Point annotation dataset records:
%%

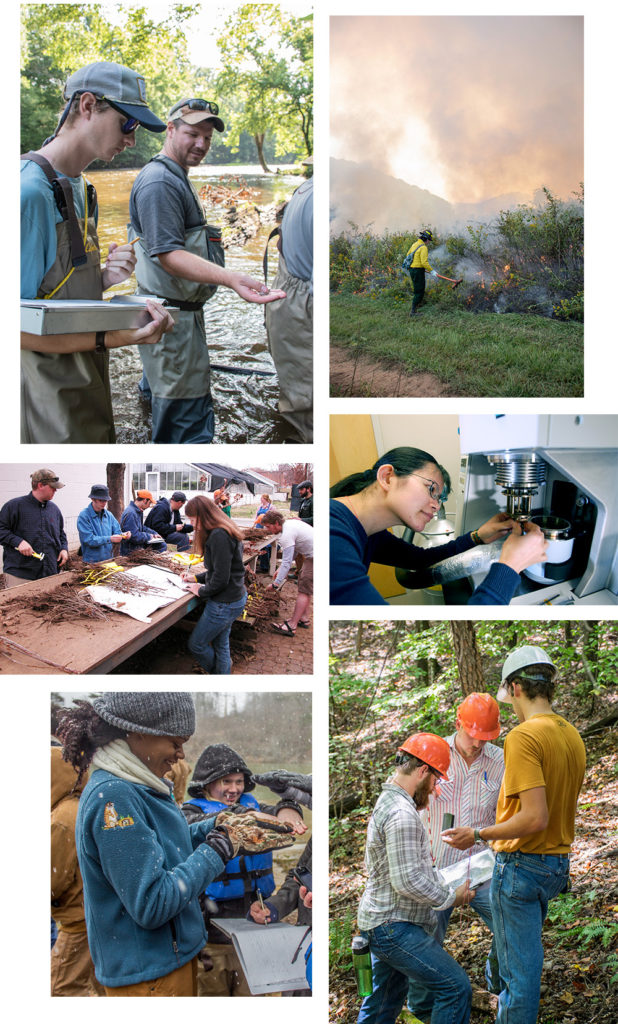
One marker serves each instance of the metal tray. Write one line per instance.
(43, 316)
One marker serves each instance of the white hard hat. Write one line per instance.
(523, 657)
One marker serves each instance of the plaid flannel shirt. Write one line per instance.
(402, 884)
(470, 795)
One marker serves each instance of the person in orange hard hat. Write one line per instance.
(398, 908)
(471, 796)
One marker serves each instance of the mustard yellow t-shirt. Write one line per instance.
(544, 751)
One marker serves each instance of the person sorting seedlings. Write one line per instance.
(165, 519)
(98, 529)
(406, 487)
(142, 866)
(222, 779)
(397, 910)
(32, 531)
(132, 524)
(180, 258)
(65, 394)
(295, 538)
(544, 765)
(416, 261)
(221, 585)
(471, 796)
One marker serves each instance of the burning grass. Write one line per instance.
(528, 260)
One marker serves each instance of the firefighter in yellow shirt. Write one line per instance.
(416, 261)
(544, 764)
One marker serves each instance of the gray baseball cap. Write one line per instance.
(120, 86)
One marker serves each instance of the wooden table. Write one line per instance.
(92, 646)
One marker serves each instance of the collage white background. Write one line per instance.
(25, 702)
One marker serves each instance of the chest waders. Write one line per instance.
(65, 398)
(290, 331)
(179, 366)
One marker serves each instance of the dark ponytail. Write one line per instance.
(404, 462)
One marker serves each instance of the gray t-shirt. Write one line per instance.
(297, 232)
(163, 208)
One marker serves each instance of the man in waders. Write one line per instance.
(180, 258)
(65, 395)
(397, 911)
(416, 260)
(290, 324)
(544, 764)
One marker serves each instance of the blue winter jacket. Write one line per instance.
(95, 530)
(254, 870)
(143, 868)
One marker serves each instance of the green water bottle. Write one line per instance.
(361, 957)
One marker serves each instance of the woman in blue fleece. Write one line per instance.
(406, 487)
(142, 865)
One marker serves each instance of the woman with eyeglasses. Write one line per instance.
(405, 487)
(65, 394)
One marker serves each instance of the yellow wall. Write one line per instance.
(352, 451)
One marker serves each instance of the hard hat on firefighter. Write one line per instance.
(480, 716)
(434, 751)
(522, 658)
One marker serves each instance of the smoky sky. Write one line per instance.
(499, 100)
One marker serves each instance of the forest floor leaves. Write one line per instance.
(580, 935)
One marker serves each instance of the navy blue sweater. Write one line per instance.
(42, 525)
(352, 552)
(143, 868)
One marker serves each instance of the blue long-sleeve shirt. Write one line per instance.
(352, 552)
(42, 525)
(142, 868)
(95, 531)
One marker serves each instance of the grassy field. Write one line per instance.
(473, 354)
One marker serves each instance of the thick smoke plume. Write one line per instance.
(484, 105)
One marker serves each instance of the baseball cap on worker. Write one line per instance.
(122, 88)
(194, 111)
(46, 476)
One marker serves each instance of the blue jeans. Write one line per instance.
(522, 886)
(420, 998)
(401, 951)
(210, 640)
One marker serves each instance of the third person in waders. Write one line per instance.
(416, 261)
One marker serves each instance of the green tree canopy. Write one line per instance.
(268, 78)
(56, 39)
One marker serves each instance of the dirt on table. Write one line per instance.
(256, 648)
(355, 375)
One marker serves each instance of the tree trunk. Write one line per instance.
(468, 656)
(116, 483)
(259, 140)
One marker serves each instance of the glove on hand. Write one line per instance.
(288, 784)
(219, 841)
(252, 832)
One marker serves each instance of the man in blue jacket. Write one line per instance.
(165, 518)
(98, 529)
(32, 531)
(132, 521)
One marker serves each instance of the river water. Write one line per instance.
(246, 407)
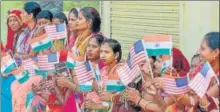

%%

> _What the exercise asks_
List every line in the material that contains the word "water", treating uppercase and lowercase letters as different.

> _Answer to the exercise_
One marker serves each instance of the green water bottle. Write one line per instance.
One marker serves each instance of the river water. Write one line per instance.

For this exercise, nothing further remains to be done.